» **WORK ORDER 1**:
Please say whether each statement agrees with the text on the 496th Group's transfers, answering yes or no and quoting the deciding words: (a) The group graduated 2,434 of 2,481 trainees while it operated the CCRC. (b) The 554th Squadron went to Leiston. (c) At Halesworth the group replaced the 489th Bombardment Group.
» **WORK ORDER 2**:
In the text on the 496th Group's transfers, on what date did the group finish moving to Halesworth?

On 1 October, the group was transferred to VIII Fighter Command, along with the 495th FTG. On 26 October, training responsibilities ceased for both the 495th and 496th Groups, as the Eighth Air Force re-established operational training units within combat fighter groups. During the months of its operation of the CCRC, the group graduated 2,434 out of 2,481 trainees. Seven students were seriously injured and 23 were killed in 117 major accidents, with 53 aircraft lost. On 18 November, the 2d Tow Target and Gunnery Flight was transferred to Leiston (AAF Station 373). In early December, the 554th Squadron was transferred to Raydon (AAF Station 157) with the 353d Fighter Group. The detachments from the 333d Service Group and the 1148th Quartermaster Company were transferred to the 1st Bombardment Division, but remained with the 496th. The group itself was reassigned to the 65th Fighter Wing of the 2d Bombardment Division (renamed the 2d Air Division in February 1945). On 15 December, the group completed its move to Halesworth (AAF Station 365), replacing the 489th Bombardment Group there.

» **DATA SHOWN**:
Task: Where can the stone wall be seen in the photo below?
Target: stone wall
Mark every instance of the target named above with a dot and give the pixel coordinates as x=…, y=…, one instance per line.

» **WRITTEN REPLY 1**:
(a) Yes: "the group graduated 2,434 out of 2,481 trainees"
(b) No: "the 554th Squadron was transferred to Raydon (AAF Station 157)"
(c) Yes: "replacing the 489th Bombardment Group there"

» **WRITTEN REPLY 2**:
15 December